• _Page text_:
Saturday’s Bald Eagle Area duals were a homecoming of sorts for one former Eagles wrestler.
Doug Fisher, who competed for BEA from 1988-1991, brought his Fauquier Falcons from Warrenton, Va., to compete for the second straight year. And it was a bit surreal for Fisher to return to the gym that helped shape him into the coach he is today.
“It’s enjoyable. It really is,” Fisher said. “I think these guys get a lot out of it, to see a lot of different competition and technique. We always know we are going to get tough kids when we come up here. I get to see my family. It’s a win-win-win.”
Fisher has been in Virginia since graduating from Penn State in the mid-1990s. He’s a software engineer, which affords him the time to take part in his passion of being a wrestling coach — traveling with his team to events like Saturday’s six-team round robin, in which his team finished 3-1, BEA was 4-0 and Bellefonte was 2-0.
He’s in his ninth season with Fauquier and his eighth as its head coach. He has built quite the program too.
Fisher has two defending individual state champions on his team — one being his son Sam, who became the first freshman to claim a state championship in Fauquier County history. The Falcons also finished last season as the Class 4A state runners-up following two straight seasons of being Virginia champions. They’ve claimed their region’s title seven of the last eight years.
For Bellefonte coach Mike Maney, it’s no surprise that Fisher is excelling at his post. Fisher coached Maney when he was in junior high and made a lasting impression.
“It was quite a year. We had a really good team,” Maney reminisced. “He was a really good coach, and you can see why he does well with his team in Virginia. He can relate with the kids — I remember that even then — and it just continues on.”
Fisher also boasts several connections with BEA coach Ron Guenot. Their relationship began when they grew up as kids together, enjoying the sport.
They trained together as partners in the elementary program with Lloyd Rhodes and continued to practice together when they reached the varsity level with Dick Rhodes. For Guenot, he feels that competition in the room is why the Eagles were such a successful program during the “glory days.”
“We had so many different partners in the room that were tough; we just made each other better,” Guenot said with a smile. “Iron sharpens iron. We were just banging heads every day, him and I, and other guys around our weight classes. There was a lot of good stories, but some of them might not be appropriate.”

• _Directive a_:
In the Labeled region records, change "pinnacle" to "turret" in the part that opens with the line containing "Trace the outline of every instance of the stone pinnacle." and runs through the end of the records, leaving everything else unchanged, and give back only that part.

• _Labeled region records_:
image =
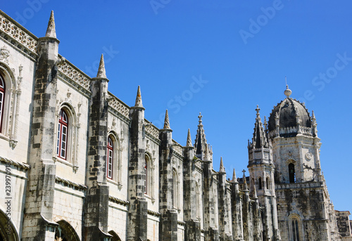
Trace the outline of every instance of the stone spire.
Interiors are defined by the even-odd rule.
[[[206,145],[204,148],[204,159],[203,160],[209,160],[209,150],[208,150],[208,145]]]
[[[137,91],[136,103],[134,107],[143,107],[142,104],[142,95],[141,95],[141,87],[138,86],[138,90]]]
[[[166,112],[165,112],[164,129],[170,129],[168,109],[166,109]]]
[[[237,178],[236,178],[236,171],[234,171],[234,173],[232,174],[232,181],[233,182],[237,182]]]
[[[51,11],[50,19],[48,22],[48,28],[45,37],[56,39],[56,31],[55,30],[55,20],[54,19],[54,11]]]
[[[208,150],[208,143],[206,139],[206,134],[204,133],[204,129],[203,128],[203,124],[201,118],[203,116],[201,113],[199,112],[198,118],[199,119],[197,133],[196,136],[196,142],[194,143],[194,148],[196,148],[196,156],[201,159],[205,157],[205,150]],[[208,150],[207,150],[208,152]]]
[[[226,173],[225,171],[224,163],[222,162],[222,157],[220,157],[220,167],[219,169],[219,173]]]
[[[254,133],[253,133],[252,147],[254,148],[260,148],[261,147],[268,147],[268,140],[265,132],[263,128],[260,115],[259,114],[258,105],[257,105],[257,117],[256,117],[256,124],[254,124]]]
[[[246,179],[246,175],[244,175],[246,171],[244,169],[242,172],[243,172],[244,190],[248,190],[247,180]]]
[[[101,57],[100,57],[99,68],[98,69],[96,77],[106,79],[106,74],[105,73],[104,57],[102,53]]]
[[[292,91],[289,89],[289,85],[286,85],[286,89],[284,91],[284,95],[286,96],[286,98],[289,98],[289,96],[292,93]]]
[[[191,139],[191,131],[189,131],[189,128],[188,129],[187,143],[186,143],[186,146],[193,147],[192,139]]]
[[[258,199],[257,188],[256,188],[256,184],[253,185],[253,198]]]

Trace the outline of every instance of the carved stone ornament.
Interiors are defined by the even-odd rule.
[[[307,161],[310,161],[312,157],[313,154],[310,152],[308,151],[307,152],[307,153],[306,153],[306,159],[307,159]]]
[[[0,49],[0,60],[8,63],[8,60],[7,59],[10,56],[10,51],[4,46]]]

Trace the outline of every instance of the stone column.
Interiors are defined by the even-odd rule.
[[[186,223],[185,241],[201,241],[201,223],[197,220],[196,180],[193,176],[195,171],[194,148],[191,143],[191,133],[188,129],[187,143],[183,148],[183,212]]]
[[[166,110],[164,128],[160,131],[159,138],[161,141],[159,148],[160,169],[160,194],[159,210],[161,220],[159,228],[159,237],[163,241],[177,240],[177,211],[173,208],[173,180],[171,159],[172,157],[172,130],[170,128],[170,122]]]
[[[25,212],[22,240],[54,240],[57,223],[52,222],[56,168],[53,157],[56,140],[58,50],[54,12],[44,37],[37,42],[33,116],[31,126]]]
[[[128,166],[127,240],[146,240],[148,204],[144,197],[146,133],[144,108],[138,86],[136,104],[130,110],[130,162]]]
[[[88,125],[87,181],[83,240],[106,240],[108,234],[109,188],[106,182],[108,82],[101,55],[96,78],[92,79]]]

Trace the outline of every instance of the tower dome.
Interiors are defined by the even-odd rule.
[[[297,134],[313,136],[312,120],[304,104],[289,97],[291,91],[287,86],[287,98],[274,107],[268,122],[269,137],[293,137]]]

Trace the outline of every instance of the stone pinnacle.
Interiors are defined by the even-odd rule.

• _Directive b_:
Which people are named in the article about the Bald Eagle Area wrestling duals?

• _Written answer a_:
Trace the outline of every instance of the stone turret.
Interiors are defined by the even-odd rule.

• _Written answer b_:
Doug Fisher, Sam Fisher, Mike Maney, Ron Guenot, Lloyd Rhodes, Dick Rhodes